■ WRITTEN REQUEST 1
Reproduce the part of the court opinion that begins at the words "Court of Appeal" and stops after "BANK, Defendant and Respondent.".
■ WRITTEN REQUEST 2
In the court opinion below, what amount in attorney fees did the trial court find the Bank was entitled to in the current appeal?

■ DOCUMENT EXTRACT
-- begin --

Court of Appeal of California
May 10, 2007
No. B192925 (Cal. Ct. App. May. 10, 2007)

Opinion

B192925

5-10-2007

ANGELA CAMERON et al., Plaintiffs and Appellants, v. U. S. BANK, formerly known as, FIRSTAR BANK, Defendant and Respondent.

Angela Cameron, in pro. per. for Plaintiff and Appellant. Winnie Doeman, in pro. per. for Plaintiff and Appellant. McCarthy & Holthus, Thomas J. Holthus, Daniel J. Goulding and Matthew E. Podmenik, for Defendant and Respondent.

NOT TO BE PUBLISHED


This is the third appeal by Angela Cameron and Winnie Doeman (appellants). In the first appeal, they successfully stopped the foreclosure of their house. In the current appeal, they seek to vacate an award of attorney fees and costs in favor of U.S. Bank, formerly known as Firstar Bank (the Bank). We hold that the trial court abused its discretion in awarding the Bank attorney fees and costs because this court found the Banks notice of default to be invalid. We reverse.

FACTUAL AND PROCEDURAL BACKGROUND

Cameron I

In May 1999, appellants filed a complaint for temporary restraining order, a preliminary and permanent injunction to set aside a trustees sale. They asserted causes of action for breach of contract, fraud, and breach of statutory duties. In the first appeal, we affirmed the trial courts findings that appellants failed to show breach of contract, fraud, or breach of statutory duties. (Cameron v. Firstar Bank (June 30, 2003, B156022) at p. 12 [nonpub. opn.] (Cameron I).) However, we found the notice of default to be invalid and held that the Bank therefore could not foreclose on the property. The notice of default purported to be based on a tax delinquency but identified the default as "installments of principal, interest, accrued late charges, and/or impounds." (Id. at p. 10.)

Cameron II

The second appeal was from the denial of appellants petition to vacate the attorney fees award. We explained: "Appellants challenge is to Firstars decision to proceed with a second notice of default based on the fees awarded by the trial court when this court expressly found the first notice of default to be invalid and expressly stated that the trial court may consider fees in light of this courts disposition." (Cameron v. Firstar Bank (Feb. 15, 2006, B178813) at p. 6 [nonpub. opn.] (Cameron II).)

We reversed the order denying appellants petition to vacate and directed the trial court "to hold a hearing to determine whether, in light of Cameron I, respondent was entitled to the attorneys fees it included in the March 11, 2004 Notice of Default." (Cameron II, supra, at p. 7.)

Current Appeal

The trial court ordered the parties to file supplemental briefs on whether the Bank was entitled to fees and held a hearing. The court found the Bank was entitled to $67,830 in attorney fees and $4,286 in costs. "[S]uch fees and costs are awardable pursuant to Civil Code section 1717 and the provisions of paragraph 7 of the deed of trust. . . ."

-- end --

■ EXTRACTED ENTRIES

-- begin --

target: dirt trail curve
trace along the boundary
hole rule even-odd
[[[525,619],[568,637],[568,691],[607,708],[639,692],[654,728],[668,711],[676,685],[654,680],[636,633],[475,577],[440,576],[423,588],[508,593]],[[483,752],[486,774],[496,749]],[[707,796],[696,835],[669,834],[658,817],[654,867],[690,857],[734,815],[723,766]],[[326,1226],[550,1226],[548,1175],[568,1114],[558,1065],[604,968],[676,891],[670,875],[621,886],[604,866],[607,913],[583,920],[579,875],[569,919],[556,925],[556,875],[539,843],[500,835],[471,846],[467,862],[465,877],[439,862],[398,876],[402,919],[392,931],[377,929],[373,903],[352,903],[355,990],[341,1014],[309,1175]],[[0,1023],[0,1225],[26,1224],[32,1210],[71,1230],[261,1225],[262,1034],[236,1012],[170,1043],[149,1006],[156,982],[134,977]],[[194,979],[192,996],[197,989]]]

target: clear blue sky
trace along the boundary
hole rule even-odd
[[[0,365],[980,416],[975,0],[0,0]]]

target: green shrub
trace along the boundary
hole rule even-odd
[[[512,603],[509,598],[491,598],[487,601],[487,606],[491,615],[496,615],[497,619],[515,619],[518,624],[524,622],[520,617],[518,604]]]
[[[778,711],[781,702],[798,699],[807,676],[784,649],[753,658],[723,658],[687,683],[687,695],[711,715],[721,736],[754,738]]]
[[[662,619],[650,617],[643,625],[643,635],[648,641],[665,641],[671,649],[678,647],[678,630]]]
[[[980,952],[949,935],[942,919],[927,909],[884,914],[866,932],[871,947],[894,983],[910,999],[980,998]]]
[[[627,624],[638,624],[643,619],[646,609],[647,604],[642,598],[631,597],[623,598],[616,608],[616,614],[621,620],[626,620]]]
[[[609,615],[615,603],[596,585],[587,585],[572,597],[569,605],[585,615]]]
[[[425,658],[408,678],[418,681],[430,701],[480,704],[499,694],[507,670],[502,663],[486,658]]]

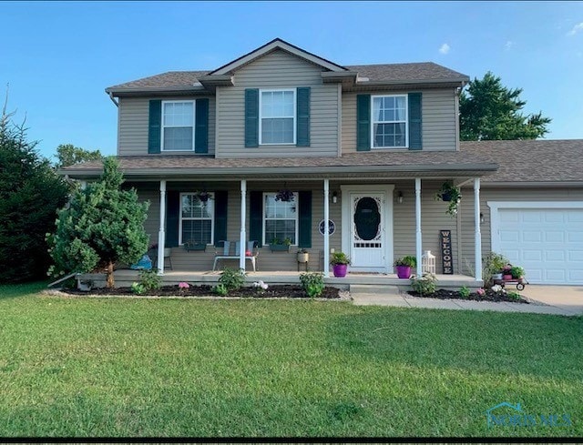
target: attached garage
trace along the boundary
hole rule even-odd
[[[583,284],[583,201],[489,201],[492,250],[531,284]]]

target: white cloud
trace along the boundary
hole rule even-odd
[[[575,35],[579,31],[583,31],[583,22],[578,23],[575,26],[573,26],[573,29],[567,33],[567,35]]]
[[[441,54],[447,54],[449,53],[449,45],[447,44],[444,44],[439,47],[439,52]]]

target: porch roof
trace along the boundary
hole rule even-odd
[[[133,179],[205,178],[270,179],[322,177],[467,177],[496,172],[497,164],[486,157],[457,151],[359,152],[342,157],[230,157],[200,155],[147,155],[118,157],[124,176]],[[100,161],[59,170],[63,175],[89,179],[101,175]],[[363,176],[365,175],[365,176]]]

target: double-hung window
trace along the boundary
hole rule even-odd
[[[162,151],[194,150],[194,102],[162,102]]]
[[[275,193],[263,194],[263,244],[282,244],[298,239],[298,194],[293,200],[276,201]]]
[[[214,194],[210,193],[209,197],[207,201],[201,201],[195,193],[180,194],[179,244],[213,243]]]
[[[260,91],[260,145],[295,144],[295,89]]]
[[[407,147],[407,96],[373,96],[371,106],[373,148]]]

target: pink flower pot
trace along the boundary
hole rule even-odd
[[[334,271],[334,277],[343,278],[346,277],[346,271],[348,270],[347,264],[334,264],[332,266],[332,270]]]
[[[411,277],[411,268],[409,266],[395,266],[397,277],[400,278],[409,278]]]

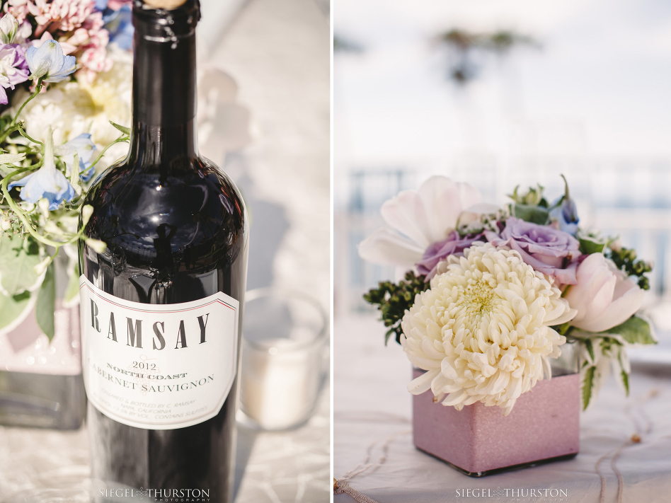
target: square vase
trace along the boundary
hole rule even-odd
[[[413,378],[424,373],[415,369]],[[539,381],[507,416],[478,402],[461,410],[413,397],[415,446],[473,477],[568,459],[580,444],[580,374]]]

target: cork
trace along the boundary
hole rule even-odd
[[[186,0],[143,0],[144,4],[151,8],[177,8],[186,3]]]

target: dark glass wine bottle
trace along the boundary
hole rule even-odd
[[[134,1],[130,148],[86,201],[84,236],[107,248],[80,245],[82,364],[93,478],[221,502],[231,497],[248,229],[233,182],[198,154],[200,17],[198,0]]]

-- end --

■ PROBLEM SOLUTION 1
Court of Appeal of California
May 10, 2007
No. B192925 (Cal. Ct. App. May. 10, 2007)

Opinion

B192925

5-10-2007

ANGELA CAMERON et al., Plaintiffs and Appellants, v. U. S. BANK, formerly known as, FIRSTAR BANK, Defendant and Respondent.

■ PROBLEM SOLUTION 2
$67,830